We have taken important steps to tackle some of the abuses in the system. However, my hon. Friend raises some important points about cultural attitudes to marriage and issues around documentation. Some of the people to whom he refers are often vulnerable, young, unable to speak English and inexperienced in the ways of the UK, including in respect of property ownership and other issues that my hon. Friend mentioned.

At the moment, applicants for leave to enter or remain in the UK as spouses have to be 18 or over. We have to be satisfied that they have recourse to public funds. We are consulting on whether we should raise the age to 21 and insist on a level of English for any spouse to enter the UK.

Under the immigration rules, a person wishing to remain in the country as a spouse is normally granted leave to enter or remain for two years in the first instance. I may take a slightly different view from my hon. Friend on the issue of late submission of a passport. Although I appreciate what he says about passports often being put away in a safe place, it should be made clear—perhaps we should make it clear when a visa is given—that the application needs to be submitted a month before the two-year deadline arises. I think that the rule is reasonable and clear and that exceptions to it can lead to confusion and potential abuse. It is a basic rule that will not change, because it is important not just for marriages but for other applications. We need a cut-off and a deadline to apply the rules fairly.

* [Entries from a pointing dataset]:
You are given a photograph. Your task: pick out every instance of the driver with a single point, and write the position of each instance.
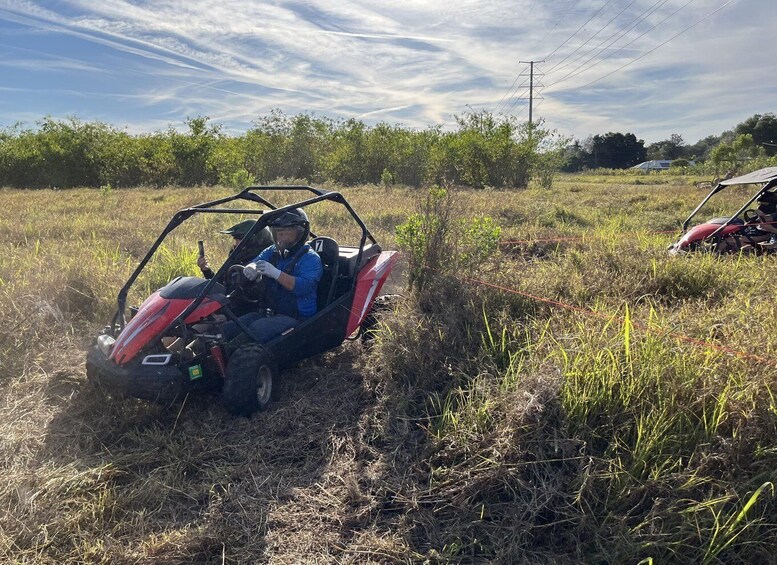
(767, 214)
(256, 243)
(292, 271)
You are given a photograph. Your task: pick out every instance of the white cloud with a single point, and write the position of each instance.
(414, 61)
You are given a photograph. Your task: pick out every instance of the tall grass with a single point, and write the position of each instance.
(608, 424)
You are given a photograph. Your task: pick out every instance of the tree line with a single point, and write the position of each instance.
(482, 151)
(755, 139)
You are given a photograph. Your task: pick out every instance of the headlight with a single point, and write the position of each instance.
(105, 344)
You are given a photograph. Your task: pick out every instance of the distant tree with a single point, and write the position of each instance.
(574, 158)
(616, 151)
(730, 155)
(763, 128)
(672, 148)
(700, 150)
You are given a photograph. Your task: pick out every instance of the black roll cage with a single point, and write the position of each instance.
(265, 216)
(764, 188)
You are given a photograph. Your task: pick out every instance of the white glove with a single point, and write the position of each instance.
(251, 272)
(267, 269)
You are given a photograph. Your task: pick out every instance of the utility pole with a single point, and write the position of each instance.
(531, 87)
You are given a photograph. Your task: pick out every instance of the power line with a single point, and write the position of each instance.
(580, 68)
(558, 21)
(660, 44)
(594, 35)
(577, 31)
(496, 108)
(558, 65)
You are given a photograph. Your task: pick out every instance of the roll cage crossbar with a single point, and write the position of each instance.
(766, 176)
(265, 216)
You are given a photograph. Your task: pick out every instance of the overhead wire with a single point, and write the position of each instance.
(580, 69)
(509, 90)
(559, 64)
(660, 44)
(558, 21)
(549, 55)
(594, 35)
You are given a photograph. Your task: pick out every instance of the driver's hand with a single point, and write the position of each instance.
(251, 272)
(267, 269)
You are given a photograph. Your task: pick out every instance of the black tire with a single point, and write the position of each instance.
(382, 305)
(248, 386)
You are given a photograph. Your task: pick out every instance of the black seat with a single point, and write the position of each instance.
(329, 251)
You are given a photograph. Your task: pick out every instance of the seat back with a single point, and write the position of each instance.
(329, 251)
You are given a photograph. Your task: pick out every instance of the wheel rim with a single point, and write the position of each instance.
(264, 385)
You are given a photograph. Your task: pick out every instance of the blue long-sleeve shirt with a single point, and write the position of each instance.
(301, 302)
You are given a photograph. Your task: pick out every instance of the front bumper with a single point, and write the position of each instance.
(149, 382)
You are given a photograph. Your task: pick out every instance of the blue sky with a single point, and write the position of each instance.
(651, 67)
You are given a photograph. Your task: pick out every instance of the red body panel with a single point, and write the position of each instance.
(368, 284)
(702, 231)
(154, 316)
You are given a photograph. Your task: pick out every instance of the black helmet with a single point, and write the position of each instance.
(295, 218)
(768, 197)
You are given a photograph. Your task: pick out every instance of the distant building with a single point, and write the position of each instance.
(656, 165)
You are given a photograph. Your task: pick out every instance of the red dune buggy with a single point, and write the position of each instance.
(747, 229)
(172, 345)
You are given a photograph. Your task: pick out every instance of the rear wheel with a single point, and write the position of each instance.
(248, 386)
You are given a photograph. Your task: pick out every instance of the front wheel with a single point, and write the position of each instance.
(248, 386)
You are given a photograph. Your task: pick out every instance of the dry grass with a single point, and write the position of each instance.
(482, 426)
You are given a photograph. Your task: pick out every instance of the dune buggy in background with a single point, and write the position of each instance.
(741, 230)
(173, 345)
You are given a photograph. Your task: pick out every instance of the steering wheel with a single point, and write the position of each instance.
(249, 291)
(751, 217)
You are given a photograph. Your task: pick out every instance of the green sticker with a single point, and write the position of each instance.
(195, 372)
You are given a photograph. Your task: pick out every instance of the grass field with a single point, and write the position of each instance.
(604, 404)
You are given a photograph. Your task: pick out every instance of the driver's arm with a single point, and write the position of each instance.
(286, 281)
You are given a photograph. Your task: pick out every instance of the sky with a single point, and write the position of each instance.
(649, 67)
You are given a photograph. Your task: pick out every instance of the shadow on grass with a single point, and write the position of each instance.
(189, 483)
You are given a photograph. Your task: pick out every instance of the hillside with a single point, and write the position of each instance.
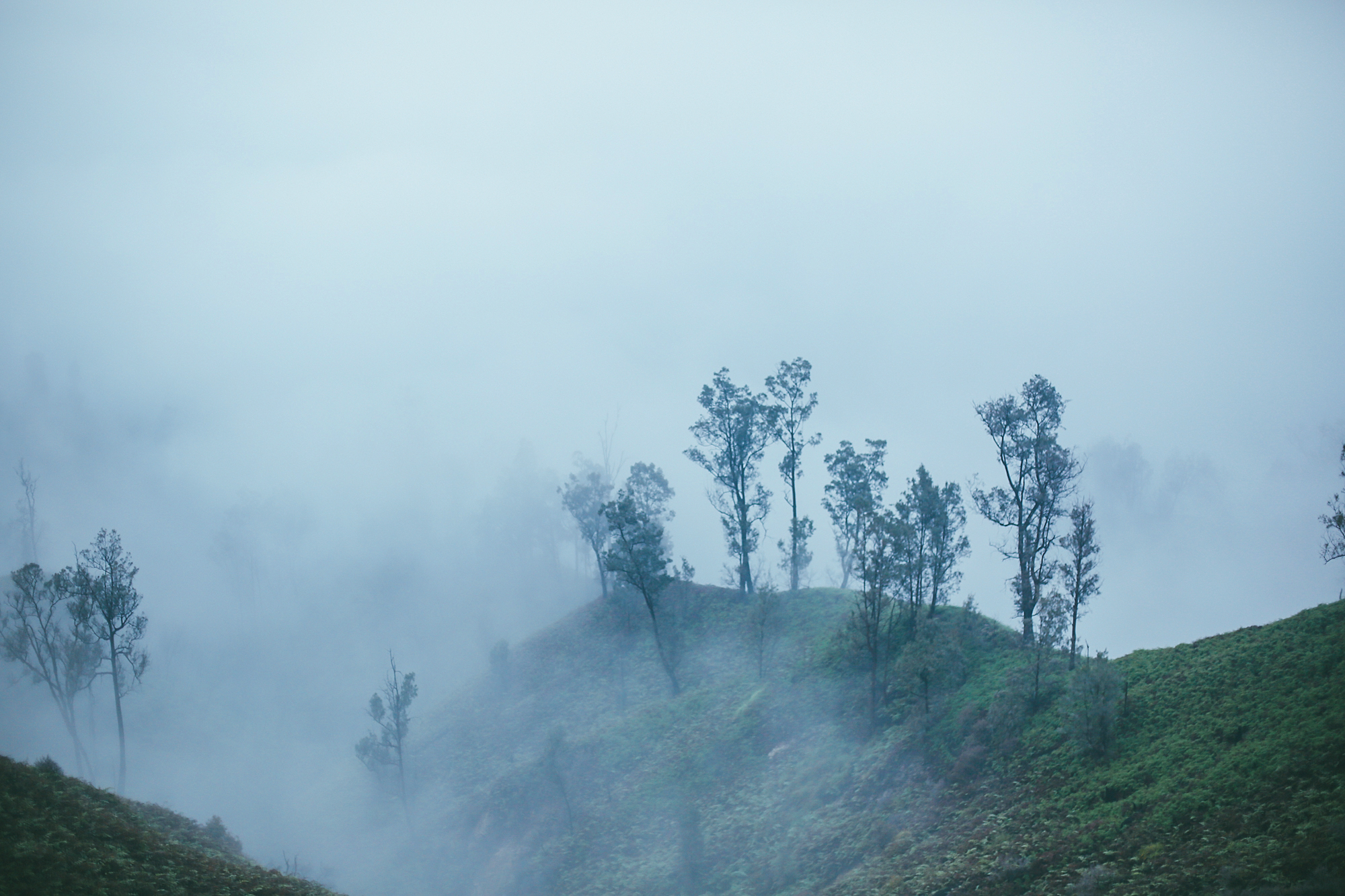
(63, 836)
(571, 768)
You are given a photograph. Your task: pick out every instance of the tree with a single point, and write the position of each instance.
(53, 645)
(735, 432)
(584, 494)
(948, 545)
(640, 553)
(855, 491)
(1081, 542)
(106, 580)
(918, 509)
(1090, 706)
(1052, 616)
(1334, 548)
(1039, 474)
(794, 405)
(874, 626)
(872, 541)
(29, 513)
(763, 624)
(391, 710)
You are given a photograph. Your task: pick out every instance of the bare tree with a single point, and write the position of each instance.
(57, 649)
(1052, 618)
(1039, 478)
(874, 627)
(29, 513)
(948, 545)
(391, 710)
(584, 494)
(640, 552)
(763, 624)
(875, 541)
(794, 405)
(855, 491)
(1334, 548)
(736, 430)
(108, 603)
(1081, 542)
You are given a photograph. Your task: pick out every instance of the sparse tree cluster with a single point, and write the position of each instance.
(641, 556)
(391, 710)
(76, 624)
(1334, 546)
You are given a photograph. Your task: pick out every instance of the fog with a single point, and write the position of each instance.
(315, 307)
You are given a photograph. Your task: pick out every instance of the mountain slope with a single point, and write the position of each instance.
(63, 836)
(571, 770)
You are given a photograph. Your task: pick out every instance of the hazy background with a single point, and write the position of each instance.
(315, 303)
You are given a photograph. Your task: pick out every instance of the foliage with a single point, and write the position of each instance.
(640, 553)
(63, 837)
(1334, 546)
(106, 579)
(584, 494)
(1081, 544)
(735, 432)
(852, 495)
(391, 710)
(794, 404)
(1039, 477)
(42, 631)
(1223, 770)
(1091, 702)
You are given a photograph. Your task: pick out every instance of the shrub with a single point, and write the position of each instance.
(1090, 705)
(48, 766)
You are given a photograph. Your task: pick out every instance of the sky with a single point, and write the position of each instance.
(315, 306)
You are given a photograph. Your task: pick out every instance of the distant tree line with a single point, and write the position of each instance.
(71, 627)
(900, 559)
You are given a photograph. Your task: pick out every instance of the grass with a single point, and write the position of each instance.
(1227, 772)
(63, 836)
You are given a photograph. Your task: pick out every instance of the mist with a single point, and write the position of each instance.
(315, 306)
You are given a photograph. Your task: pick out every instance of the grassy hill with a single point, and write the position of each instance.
(572, 770)
(61, 836)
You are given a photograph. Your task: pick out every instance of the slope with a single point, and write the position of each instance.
(63, 836)
(570, 770)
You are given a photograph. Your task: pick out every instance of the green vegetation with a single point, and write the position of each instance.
(65, 837)
(1225, 770)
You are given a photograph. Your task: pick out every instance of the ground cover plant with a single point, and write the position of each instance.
(1222, 770)
(63, 836)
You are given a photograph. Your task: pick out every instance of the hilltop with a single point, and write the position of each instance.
(65, 837)
(571, 770)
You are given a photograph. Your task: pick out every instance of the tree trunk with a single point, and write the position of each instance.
(794, 530)
(1074, 627)
(122, 725)
(744, 530)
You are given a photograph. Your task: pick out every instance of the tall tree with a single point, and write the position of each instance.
(106, 579)
(1052, 616)
(1334, 548)
(29, 513)
(918, 509)
(1039, 477)
(735, 432)
(391, 710)
(1081, 544)
(948, 545)
(794, 404)
(853, 493)
(640, 552)
(875, 616)
(584, 494)
(40, 633)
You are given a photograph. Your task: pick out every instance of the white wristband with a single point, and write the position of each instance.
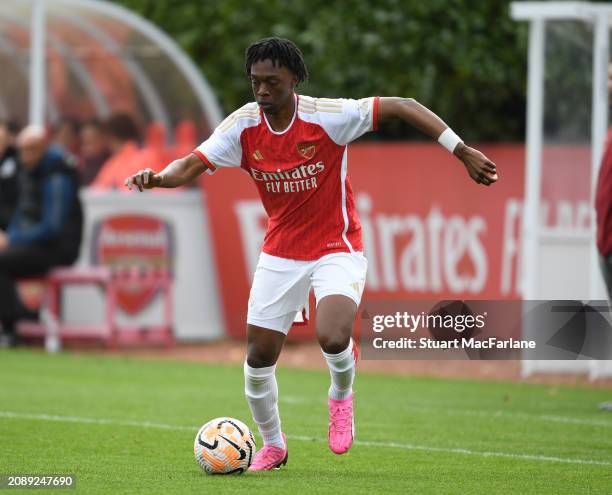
(449, 139)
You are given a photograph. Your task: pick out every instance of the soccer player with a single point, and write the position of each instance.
(295, 149)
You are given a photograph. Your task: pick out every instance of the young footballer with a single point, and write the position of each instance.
(295, 149)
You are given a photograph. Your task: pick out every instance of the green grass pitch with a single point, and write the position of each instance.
(127, 425)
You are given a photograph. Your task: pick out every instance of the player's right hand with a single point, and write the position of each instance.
(143, 179)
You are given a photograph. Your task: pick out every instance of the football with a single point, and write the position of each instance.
(224, 446)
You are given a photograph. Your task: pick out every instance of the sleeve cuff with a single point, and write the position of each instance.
(210, 168)
(375, 113)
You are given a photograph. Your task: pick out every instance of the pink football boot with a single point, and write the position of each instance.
(341, 425)
(270, 457)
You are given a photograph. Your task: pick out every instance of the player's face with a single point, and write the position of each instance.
(272, 86)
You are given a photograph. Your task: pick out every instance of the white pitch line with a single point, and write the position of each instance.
(512, 415)
(548, 418)
(366, 443)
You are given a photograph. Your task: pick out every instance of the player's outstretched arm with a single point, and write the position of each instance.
(479, 167)
(175, 174)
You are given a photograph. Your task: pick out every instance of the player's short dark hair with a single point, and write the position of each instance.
(281, 51)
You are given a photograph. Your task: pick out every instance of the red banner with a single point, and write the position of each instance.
(133, 241)
(429, 231)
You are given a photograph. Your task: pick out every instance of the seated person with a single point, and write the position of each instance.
(8, 172)
(45, 230)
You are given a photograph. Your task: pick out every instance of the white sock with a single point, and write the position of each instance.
(342, 371)
(262, 395)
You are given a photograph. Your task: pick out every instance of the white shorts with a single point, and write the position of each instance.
(281, 286)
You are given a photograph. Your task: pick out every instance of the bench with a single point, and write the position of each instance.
(52, 327)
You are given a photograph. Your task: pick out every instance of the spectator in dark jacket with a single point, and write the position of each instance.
(8, 172)
(45, 230)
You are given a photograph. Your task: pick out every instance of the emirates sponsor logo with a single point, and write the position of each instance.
(128, 241)
(306, 149)
(301, 172)
(298, 179)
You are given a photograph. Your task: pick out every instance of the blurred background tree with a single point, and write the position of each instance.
(465, 59)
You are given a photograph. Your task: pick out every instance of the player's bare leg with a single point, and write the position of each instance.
(335, 317)
(263, 348)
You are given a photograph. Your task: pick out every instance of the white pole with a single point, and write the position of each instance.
(535, 106)
(599, 124)
(38, 80)
(531, 220)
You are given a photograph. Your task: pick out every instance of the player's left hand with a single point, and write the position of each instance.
(481, 169)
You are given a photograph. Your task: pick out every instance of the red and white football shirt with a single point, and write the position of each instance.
(300, 173)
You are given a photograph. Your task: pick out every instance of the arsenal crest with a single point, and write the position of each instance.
(133, 241)
(306, 149)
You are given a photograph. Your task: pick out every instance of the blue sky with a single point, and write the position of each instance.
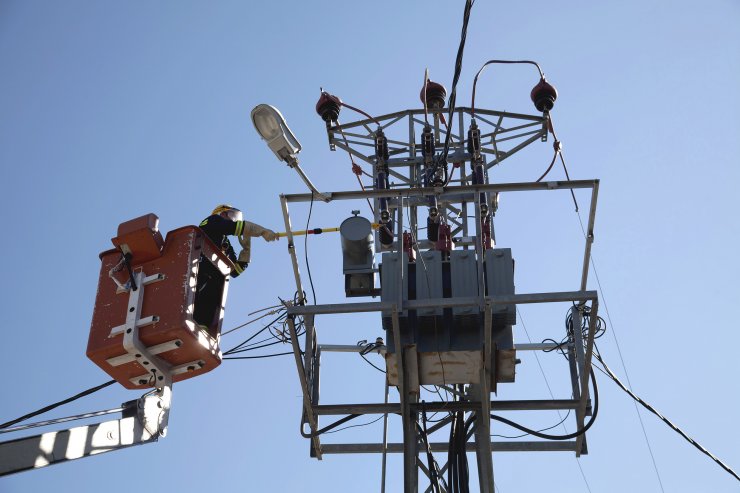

* [Directive 1]: Set down the passage on spouse immigration word for word, between "We have taken" and "hon. Friend mentioned.", inclusive.
* [Directive 2]:
Decide whether each statement agrees with the passage on spouse immigration. Answer yes or no for each, and quote the words from the passage that settle it.
(a) Spouses applying for leave to enter or remain in the UK currently must be at least 18.
(b) The speaker fully agrees with the hon. Friend about late submission of a passport.
(c) The application has to be submitted a month before the two-year deadline.
* [Directive 3]:
Use the passage on spouse immigration to answer each question briefly.
(a) How does the speaker describe some of the people the hon. Friend refers to?
(b) What age is under consultation as the new minimum for spouses?
(c) For how long is leave normally granted at first to a person wishing to remain as a spouse?
The records aren't needed for any of the work.

* [Written reply 1]:
We have taken important steps to tackle some of the abuses in the system. However, my hon. Friend raises some important points about cultural attitudes to marriage and issues around documentation. Some of the people to whom he refers are often vulnerable, young, unable to speak English and inexperienced in the ways of the UK, including in respect of property ownership and other issues that my hon. Friend mentioned.

* [Written reply 2]:
(a) Yes: "applicants for leave to enter or remain in the UK as spouses have to be 18 or over"
(b) No: "I may take a slightly different view from my hon. Friend on the issue of late submission of a passport"
(c) Yes: "the application needs to be submitted a month before the two-year deadline arises"

* [Written reply 3]:
(a) Often vulnerable, young, unable to speak English and inexperienced in the ways of the UK
(b) 21
(c) Two years